• [AIM OF THE TASK]:
Turn the paragraph beginning "I explain how one can avoid" in the talk description below into a short bulleted list that keeps its main facts.

• [QUOTED PASSAGE]:
^^^^^^^^
Performant time-series data management and analytics with Postgres
Presented by:
Matvey Arye
Mat has been working on data infrastructure in both academia (Princeton, PhD) and industry. As one of TimescaleDB's core architects he works on performance, scalability, and query power. Previously, he attended Stuyvesant, The Cooper Union, and Princeton.
No video of the event yet, sorry!
Time-series databases are one of the fasting growing segments of the database market, spreading across industries and use cases. Common requirements including ingesting high volumes of structured data; answering complex, performant queries for both recent and historical time intervals; and performing specialized time-centric analysis and data management.
Today, many developers working with time series data turn to polyglot solutions: a NoSQL database to store their time series data (for scale) and a relational database for associated metadata and key business data. Yet this leads to engineering complexity, operational challenges, and even referential integrity concerns.
I explain how one can avoid these operational problems by re-engineering Postgres to serve as a general data platform, including high-volume time-series workloads. In particular, TimescaleDB is an open-source time-series databases, implemented as a Postgres plugin, that improves insert rates by 20x over vanilla Postgres and much faster queries, even while offering full SQL (including JOINs). TimescaleDB achieves this by storing data on an individual server in a manner more common to distributed systems: heavily partitioning (sharding) data into chunks to ensure that hot chunks corresponding to recent time records are maintained in memory.
In this talk, I focus on two newly-released features of TimescaleDB, and discuss how these capabilities ease time-series data management: (1) the automated adaptation of time-partitioning intervals, which the database learns by observing data volumes; (2) continuous aggregations in near-real-time, in a manner robust to late-arriving data and transparently supporting queries across different aggregation levels. I discuss how these capabilities have been leveraged across several different use cases.
- Date:
- 2018 October 16 09:00 PDT
- Duration:
- 50 min
- Room:
- Market
- Conference:
- Silicon Valley
- Language:
- Track:
- Data
- Difficulty:
- Easy
^^^^^^^^
• [DATA]:
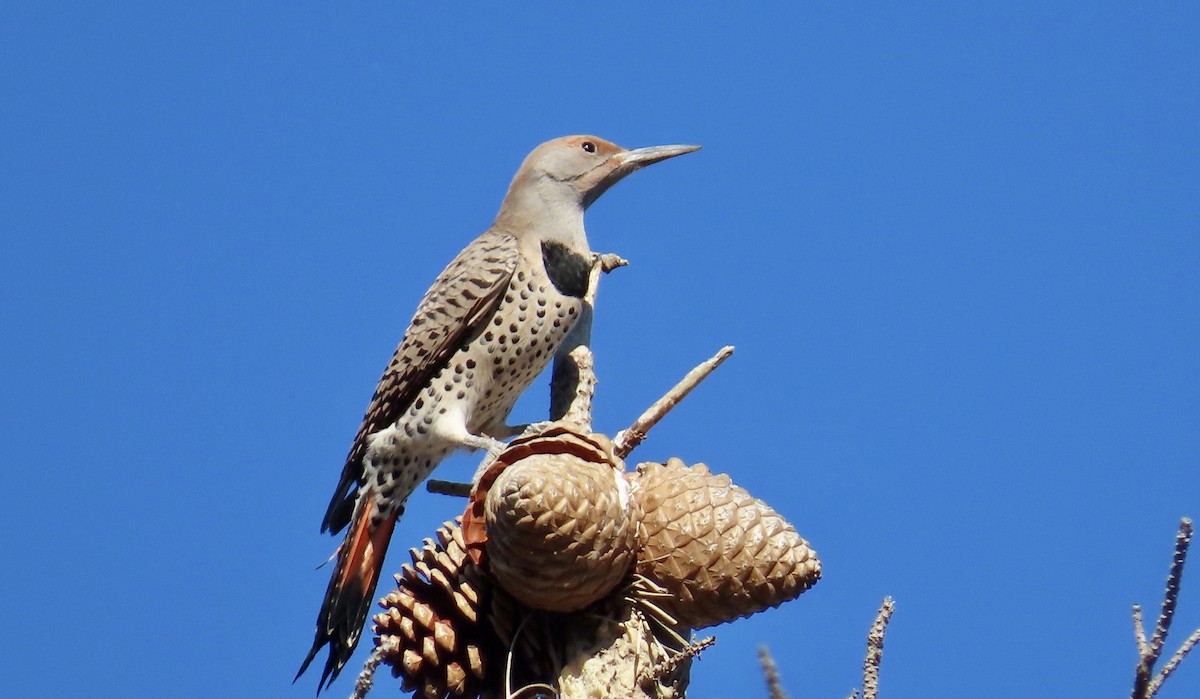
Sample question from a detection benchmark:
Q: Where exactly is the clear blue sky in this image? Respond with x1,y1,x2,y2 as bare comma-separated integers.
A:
0,2,1200,699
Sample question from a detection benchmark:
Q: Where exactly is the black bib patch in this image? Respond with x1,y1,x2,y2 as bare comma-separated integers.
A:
541,240,592,299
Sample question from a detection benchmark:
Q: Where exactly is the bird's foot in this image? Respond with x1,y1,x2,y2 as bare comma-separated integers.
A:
453,435,508,461
505,420,554,437
594,252,629,274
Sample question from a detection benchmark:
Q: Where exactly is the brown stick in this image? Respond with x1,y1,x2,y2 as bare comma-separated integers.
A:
612,346,733,459
863,597,896,699
758,646,787,699
1130,518,1200,699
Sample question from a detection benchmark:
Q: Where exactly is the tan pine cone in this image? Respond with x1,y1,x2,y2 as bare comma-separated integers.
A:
463,423,638,611
374,522,498,699
629,459,821,628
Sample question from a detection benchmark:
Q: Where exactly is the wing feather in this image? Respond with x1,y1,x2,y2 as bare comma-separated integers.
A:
320,229,520,533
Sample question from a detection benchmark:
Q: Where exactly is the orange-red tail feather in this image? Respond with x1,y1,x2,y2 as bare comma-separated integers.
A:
293,492,400,693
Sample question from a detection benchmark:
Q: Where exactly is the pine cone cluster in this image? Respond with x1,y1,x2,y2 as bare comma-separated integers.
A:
374,522,498,699
629,459,821,628
374,423,821,699
464,423,640,611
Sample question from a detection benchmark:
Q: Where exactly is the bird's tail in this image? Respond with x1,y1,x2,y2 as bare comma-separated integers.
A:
292,492,400,694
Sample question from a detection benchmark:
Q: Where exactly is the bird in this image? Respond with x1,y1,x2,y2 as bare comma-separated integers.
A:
293,136,700,694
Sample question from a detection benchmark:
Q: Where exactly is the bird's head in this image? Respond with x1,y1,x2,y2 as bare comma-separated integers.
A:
500,136,700,231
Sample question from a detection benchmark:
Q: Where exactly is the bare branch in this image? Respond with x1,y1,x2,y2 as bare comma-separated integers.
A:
758,646,787,699
863,597,896,699
1130,518,1200,699
1150,518,1192,659
1133,604,1150,658
613,346,733,459
350,646,384,699
1148,628,1200,697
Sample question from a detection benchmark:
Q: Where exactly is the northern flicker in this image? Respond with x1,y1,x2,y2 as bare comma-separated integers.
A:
296,136,700,692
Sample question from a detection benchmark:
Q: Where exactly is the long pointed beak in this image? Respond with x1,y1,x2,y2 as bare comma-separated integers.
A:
612,145,700,173
583,145,700,209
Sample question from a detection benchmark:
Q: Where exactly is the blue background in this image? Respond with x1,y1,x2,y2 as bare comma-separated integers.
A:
0,2,1200,698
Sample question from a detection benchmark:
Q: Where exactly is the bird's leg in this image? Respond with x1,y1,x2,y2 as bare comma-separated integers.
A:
504,420,554,437
458,434,506,461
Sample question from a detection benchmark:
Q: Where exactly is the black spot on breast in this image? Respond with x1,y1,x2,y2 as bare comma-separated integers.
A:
^^^^^^^^
• [ANSWER BELOW]:
- Operational problems can be avoided by re-engineering Postgres into a general data platform that also handles high-volume time-series workloads.
- TimescaleDB is an open-source time-series database built as a Postgres plugin.
- Compared with vanilla Postgres, it raises insert rates by 20x and runs queries much faster, while still offering full SQL, including JOINs.
- It does this by storing data on a single server the way distributed systems usually do, heavily partitioning (sharding) data into chunks.
- The partitioning keeps hot chunks, which hold recent time records, in memory.